[START RECORDS SUPPLIED]
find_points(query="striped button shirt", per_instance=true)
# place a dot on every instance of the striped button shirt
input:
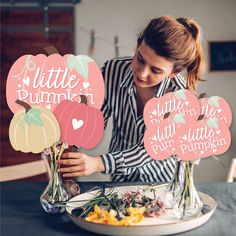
(127, 159)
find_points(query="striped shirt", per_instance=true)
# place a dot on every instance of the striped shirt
(127, 159)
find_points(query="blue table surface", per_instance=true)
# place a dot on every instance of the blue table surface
(22, 214)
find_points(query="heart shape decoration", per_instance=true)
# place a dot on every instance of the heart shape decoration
(216, 106)
(77, 123)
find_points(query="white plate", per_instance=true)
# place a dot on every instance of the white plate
(149, 226)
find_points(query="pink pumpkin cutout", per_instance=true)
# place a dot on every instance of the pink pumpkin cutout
(203, 138)
(217, 107)
(181, 101)
(81, 125)
(159, 140)
(47, 80)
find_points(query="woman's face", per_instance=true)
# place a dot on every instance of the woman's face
(148, 68)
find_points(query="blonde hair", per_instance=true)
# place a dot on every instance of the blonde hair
(180, 41)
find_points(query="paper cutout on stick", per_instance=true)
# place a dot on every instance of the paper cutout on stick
(47, 80)
(216, 106)
(203, 138)
(81, 125)
(32, 129)
(181, 101)
(159, 140)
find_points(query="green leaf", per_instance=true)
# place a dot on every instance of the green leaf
(179, 118)
(212, 122)
(79, 63)
(33, 117)
(180, 94)
(214, 101)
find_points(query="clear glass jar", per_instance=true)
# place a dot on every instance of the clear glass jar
(55, 192)
(181, 195)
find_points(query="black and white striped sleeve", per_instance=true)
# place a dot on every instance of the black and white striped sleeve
(106, 107)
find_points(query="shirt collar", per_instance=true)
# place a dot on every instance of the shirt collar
(128, 78)
(128, 82)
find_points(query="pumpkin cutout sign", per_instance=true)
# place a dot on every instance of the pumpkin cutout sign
(159, 141)
(81, 125)
(33, 129)
(181, 101)
(202, 138)
(47, 80)
(216, 107)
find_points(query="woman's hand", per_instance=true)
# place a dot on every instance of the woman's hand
(76, 164)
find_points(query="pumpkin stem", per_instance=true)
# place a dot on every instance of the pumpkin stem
(24, 104)
(83, 99)
(51, 50)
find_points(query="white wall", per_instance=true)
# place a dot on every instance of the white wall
(126, 18)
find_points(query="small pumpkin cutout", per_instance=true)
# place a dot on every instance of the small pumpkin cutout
(81, 125)
(33, 129)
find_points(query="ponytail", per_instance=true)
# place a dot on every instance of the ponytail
(180, 41)
(196, 68)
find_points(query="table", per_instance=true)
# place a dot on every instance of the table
(22, 214)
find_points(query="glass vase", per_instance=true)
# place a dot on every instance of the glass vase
(55, 192)
(181, 195)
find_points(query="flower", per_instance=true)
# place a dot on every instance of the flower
(104, 217)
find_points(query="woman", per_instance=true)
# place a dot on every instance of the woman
(166, 47)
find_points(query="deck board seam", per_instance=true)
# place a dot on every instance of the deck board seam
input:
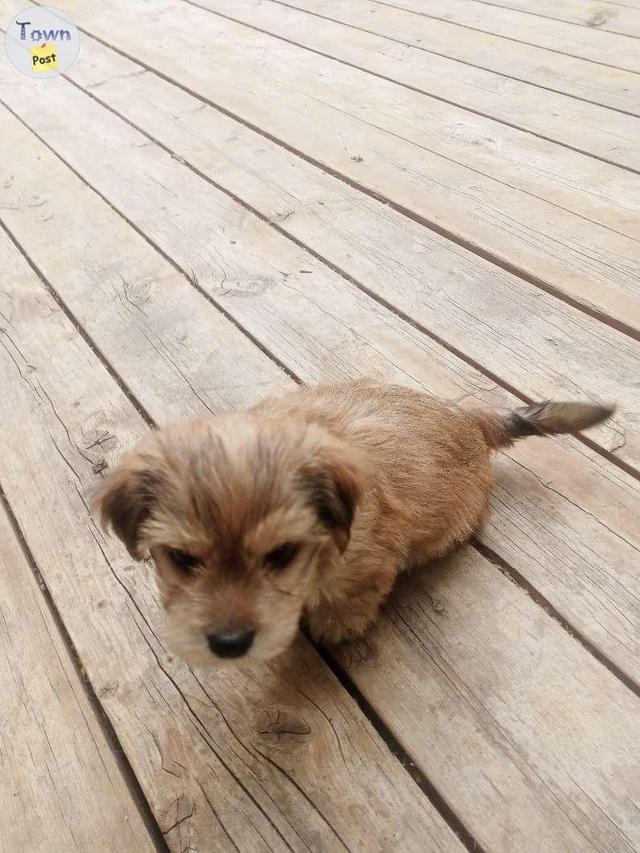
(506, 38)
(551, 18)
(464, 243)
(608, 455)
(543, 602)
(487, 552)
(428, 94)
(122, 762)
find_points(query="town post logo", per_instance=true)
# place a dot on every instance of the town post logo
(42, 41)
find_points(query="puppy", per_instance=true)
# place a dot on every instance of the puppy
(308, 506)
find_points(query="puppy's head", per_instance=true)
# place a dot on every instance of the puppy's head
(240, 514)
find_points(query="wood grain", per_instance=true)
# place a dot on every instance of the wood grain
(564, 517)
(555, 72)
(506, 694)
(569, 254)
(61, 787)
(600, 192)
(516, 759)
(385, 41)
(618, 51)
(533, 799)
(607, 16)
(523, 336)
(213, 775)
[END RECORDS SUPPLIED]
**TASK TO COMPLETE**
From the listing above, print every entry precisely and drop the pictures.

**WORKED ANSWER**
find_points(query="striped button shirt", per_instance=true)
# place a dot on every instance of the striped button shirt
input:
(127, 159)
find_points(query="striped shirt", per_instance=true)
# place a dot on every instance of the striped shirt
(127, 159)
find_points(query="blue table surface", per_instance=true)
# place a dot on every instance of the blue table surface
(22, 214)
find_points(query="heart shape decoration", per_instance=true)
# place a dot on every instance of the heart shape decoration
(216, 106)
(77, 123)
find_points(query="white plate", per_instance=true)
# place a dot on every instance of the white plate
(149, 226)
find_points(query="pink pumpkin cutout", per_instance=true)
# place a dot on every instance of the pink pumpkin cutout
(203, 138)
(217, 107)
(181, 101)
(81, 125)
(159, 140)
(47, 80)
find_points(query="woman's face", per_instance=true)
# place a dot on every instance of the woman's face
(148, 68)
find_points(query="blonde hair", per_instance=true)
# place a dot on every instance of the blonde hair
(180, 41)
find_points(query="paper cutout on stick", per_instance=true)
# place a dot on every instance of the paper cutout on stick
(47, 80)
(216, 106)
(203, 138)
(81, 125)
(32, 129)
(181, 101)
(159, 140)
find_points(query="green leaf", per_instance=true)
# place a dot on every instance of the green leaf
(179, 118)
(212, 122)
(79, 63)
(33, 117)
(180, 94)
(214, 101)
find_points(query="clear glass jar", per_instance=true)
# place a dot on every instance of the clear glass jar
(55, 192)
(181, 195)
find_points(query="black and white striped sleeve", per_instance=true)
# place a dot on every instance of the black and white striped sleeve
(106, 107)
find_points(query="shirt collar", per_instance=true)
# place a dot on every instance of the shirt collar
(128, 78)
(128, 82)
find_points(query="pumpkin cutout sign", per_instance=true)
# place a dot on every instance of the pumpkin cutout sign
(159, 141)
(81, 125)
(33, 129)
(181, 101)
(202, 138)
(47, 80)
(216, 107)
find_points(query="woman's hand", per_instance=true)
# place a dot on every instance of the woman's hand
(76, 164)
find_points(query="pumpkin stem", per_instance=true)
# place a dot on every instance of the pumpkin stem
(24, 104)
(83, 99)
(51, 50)
find_points(query="white wall", per_instance=true)
# place a dot on every instance of the white wall
(126, 18)
find_points(query="small pumpkin cutout", per_instance=true)
# place a dot on every instance of the small pumpkin cutout
(81, 125)
(33, 129)
find_points(query="ponytail", per_instance=true)
# place a dot on every instance of the ponytail
(180, 41)
(196, 68)
find_points(query="table", per_instance=true)
# place a dot on every instance of the table
(22, 214)
find_points(query="glass vase", per_instance=true)
# place a dot on every instance of the glass vase
(55, 192)
(181, 195)
find_points(query="flower", per_instance=true)
# place a dot on every instance of the flower
(104, 217)
find_points(query="woman", per_instance=true)
# place a dot on every instance of the woman
(166, 47)
find_points(query="deck board seam", per_instance=true)
# place a dot on every instance of the deck board seam
input:
(506, 38)
(551, 18)
(464, 243)
(608, 455)
(543, 602)
(487, 552)
(428, 94)
(122, 762)
find_points(query="town post logo", per_instance=true)
# place a dot on every instance of the town post logo
(42, 41)
find_points(query="puppy", per_instance=true)
# place a dot on every instance of the puppy
(308, 506)
find_points(query="puppy's head", per_instance=true)
# place a dot on every instance of the puppy's head
(240, 514)
find_points(query="wood grain", per_instance=true)
# place a dot on every instance of the wood grain
(564, 517)
(555, 72)
(506, 694)
(569, 254)
(61, 787)
(600, 192)
(516, 759)
(385, 41)
(618, 51)
(533, 799)
(607, 16)
(523, 336)
(213, 775)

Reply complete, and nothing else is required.